**Short exercise:**
Identify every line in the records below that contains the word "large", and copy each such line in full. Case counts.

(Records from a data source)
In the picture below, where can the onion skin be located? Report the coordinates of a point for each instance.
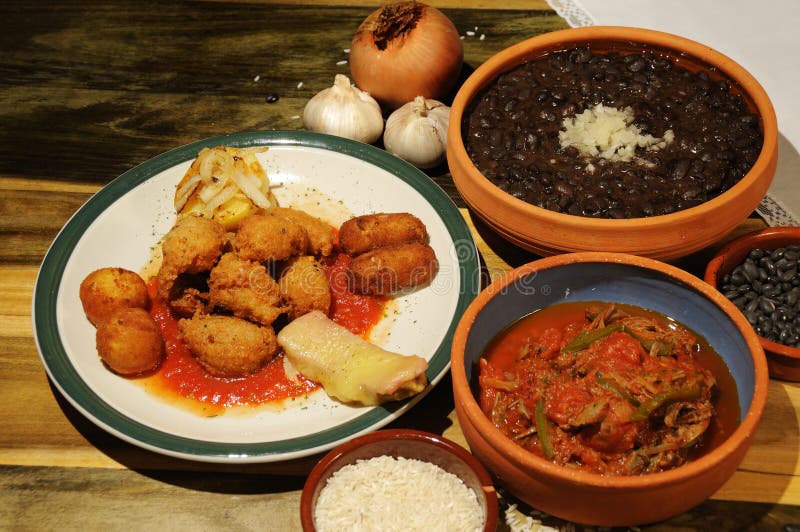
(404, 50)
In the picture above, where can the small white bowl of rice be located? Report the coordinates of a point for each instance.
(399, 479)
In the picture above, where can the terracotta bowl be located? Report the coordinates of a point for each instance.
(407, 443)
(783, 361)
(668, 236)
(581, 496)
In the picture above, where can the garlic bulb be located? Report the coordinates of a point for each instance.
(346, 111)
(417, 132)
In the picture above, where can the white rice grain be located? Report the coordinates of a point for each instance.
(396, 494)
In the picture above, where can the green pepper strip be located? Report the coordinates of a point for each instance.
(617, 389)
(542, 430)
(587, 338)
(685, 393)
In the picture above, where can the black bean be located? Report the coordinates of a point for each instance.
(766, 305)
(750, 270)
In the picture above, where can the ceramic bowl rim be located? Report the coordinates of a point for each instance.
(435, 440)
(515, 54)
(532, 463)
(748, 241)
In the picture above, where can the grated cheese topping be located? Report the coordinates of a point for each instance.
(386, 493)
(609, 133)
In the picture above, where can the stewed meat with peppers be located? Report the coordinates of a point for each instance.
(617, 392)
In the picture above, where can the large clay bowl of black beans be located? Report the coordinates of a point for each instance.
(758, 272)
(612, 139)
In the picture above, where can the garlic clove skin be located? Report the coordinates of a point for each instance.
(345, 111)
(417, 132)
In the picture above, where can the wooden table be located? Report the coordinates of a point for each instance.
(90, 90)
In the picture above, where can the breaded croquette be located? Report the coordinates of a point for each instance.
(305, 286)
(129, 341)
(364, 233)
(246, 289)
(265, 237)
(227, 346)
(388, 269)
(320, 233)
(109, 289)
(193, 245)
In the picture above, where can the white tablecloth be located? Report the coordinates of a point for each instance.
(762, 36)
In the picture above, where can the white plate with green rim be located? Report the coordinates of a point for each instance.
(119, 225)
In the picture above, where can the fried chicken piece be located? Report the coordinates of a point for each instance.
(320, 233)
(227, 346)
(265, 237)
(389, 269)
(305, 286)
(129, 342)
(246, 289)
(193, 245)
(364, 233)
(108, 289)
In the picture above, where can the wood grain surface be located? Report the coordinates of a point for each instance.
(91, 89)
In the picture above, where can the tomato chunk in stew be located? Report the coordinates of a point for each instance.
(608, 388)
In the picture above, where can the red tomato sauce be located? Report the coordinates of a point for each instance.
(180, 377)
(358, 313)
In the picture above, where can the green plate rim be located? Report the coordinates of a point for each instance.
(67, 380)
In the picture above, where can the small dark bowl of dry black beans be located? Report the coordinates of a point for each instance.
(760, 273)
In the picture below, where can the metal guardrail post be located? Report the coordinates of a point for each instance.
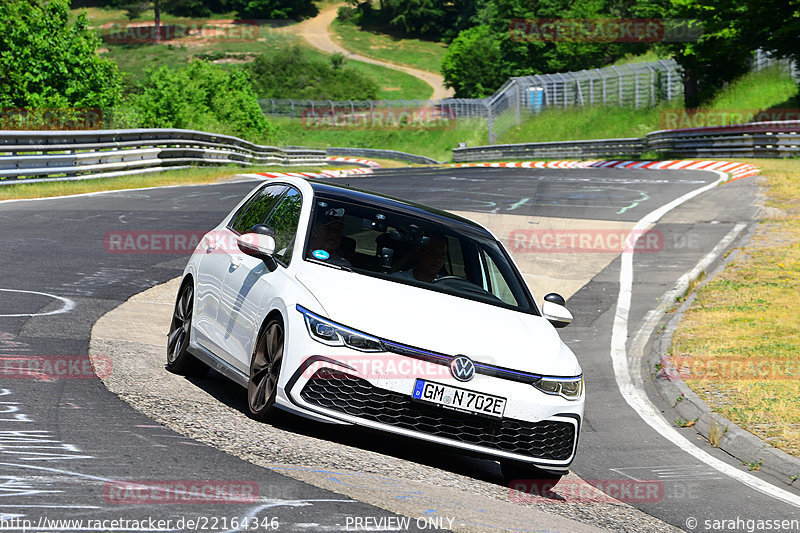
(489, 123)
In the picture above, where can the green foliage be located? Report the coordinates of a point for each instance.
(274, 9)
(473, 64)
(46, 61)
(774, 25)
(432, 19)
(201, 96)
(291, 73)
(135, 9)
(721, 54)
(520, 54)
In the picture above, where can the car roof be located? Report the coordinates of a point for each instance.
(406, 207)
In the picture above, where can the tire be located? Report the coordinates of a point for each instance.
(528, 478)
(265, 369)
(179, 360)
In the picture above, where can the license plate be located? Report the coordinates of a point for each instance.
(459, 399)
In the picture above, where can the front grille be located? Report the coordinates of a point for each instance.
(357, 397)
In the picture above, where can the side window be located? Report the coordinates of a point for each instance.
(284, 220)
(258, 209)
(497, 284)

...

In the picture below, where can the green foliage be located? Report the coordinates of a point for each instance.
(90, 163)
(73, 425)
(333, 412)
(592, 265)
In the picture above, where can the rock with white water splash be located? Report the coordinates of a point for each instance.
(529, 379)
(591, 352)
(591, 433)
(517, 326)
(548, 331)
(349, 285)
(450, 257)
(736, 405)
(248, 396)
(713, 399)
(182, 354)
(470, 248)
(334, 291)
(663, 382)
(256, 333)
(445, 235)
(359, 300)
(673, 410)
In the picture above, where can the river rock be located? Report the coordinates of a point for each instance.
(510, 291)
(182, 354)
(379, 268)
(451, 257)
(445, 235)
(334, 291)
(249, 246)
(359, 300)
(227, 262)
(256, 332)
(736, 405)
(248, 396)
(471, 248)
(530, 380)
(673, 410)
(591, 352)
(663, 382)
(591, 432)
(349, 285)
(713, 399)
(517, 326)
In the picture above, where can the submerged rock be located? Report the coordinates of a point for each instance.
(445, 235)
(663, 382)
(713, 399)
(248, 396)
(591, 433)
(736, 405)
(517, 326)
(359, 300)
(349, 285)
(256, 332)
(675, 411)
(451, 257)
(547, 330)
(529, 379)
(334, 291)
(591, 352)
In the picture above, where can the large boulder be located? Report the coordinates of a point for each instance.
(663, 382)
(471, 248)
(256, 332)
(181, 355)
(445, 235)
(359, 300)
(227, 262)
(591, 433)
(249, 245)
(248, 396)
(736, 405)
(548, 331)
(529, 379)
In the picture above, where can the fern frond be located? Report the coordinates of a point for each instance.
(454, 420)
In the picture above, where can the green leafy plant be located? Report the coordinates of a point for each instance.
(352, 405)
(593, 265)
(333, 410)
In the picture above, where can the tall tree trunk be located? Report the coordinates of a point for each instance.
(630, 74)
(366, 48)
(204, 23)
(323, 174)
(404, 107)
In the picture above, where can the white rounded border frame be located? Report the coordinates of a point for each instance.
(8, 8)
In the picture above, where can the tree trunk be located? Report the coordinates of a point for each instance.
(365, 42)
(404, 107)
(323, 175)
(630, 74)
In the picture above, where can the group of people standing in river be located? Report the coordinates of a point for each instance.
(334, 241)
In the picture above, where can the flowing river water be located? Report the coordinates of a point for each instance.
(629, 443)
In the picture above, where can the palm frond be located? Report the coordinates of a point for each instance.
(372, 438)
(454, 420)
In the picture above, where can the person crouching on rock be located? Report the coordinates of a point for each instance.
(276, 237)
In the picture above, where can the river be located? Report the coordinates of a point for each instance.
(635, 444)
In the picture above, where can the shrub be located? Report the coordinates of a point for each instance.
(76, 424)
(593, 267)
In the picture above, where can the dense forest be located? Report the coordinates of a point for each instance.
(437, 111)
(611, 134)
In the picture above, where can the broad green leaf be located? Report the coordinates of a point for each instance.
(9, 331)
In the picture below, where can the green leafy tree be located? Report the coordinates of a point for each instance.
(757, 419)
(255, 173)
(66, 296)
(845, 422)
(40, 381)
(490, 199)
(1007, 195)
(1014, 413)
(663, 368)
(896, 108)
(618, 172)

**Task answer:**
In the picture above, where can the large clay bowl of black beans be located? Report the coordinates of a point for each instance.
In the picture above, where can the large boulder be located? Report the coordinates of a point for each instance.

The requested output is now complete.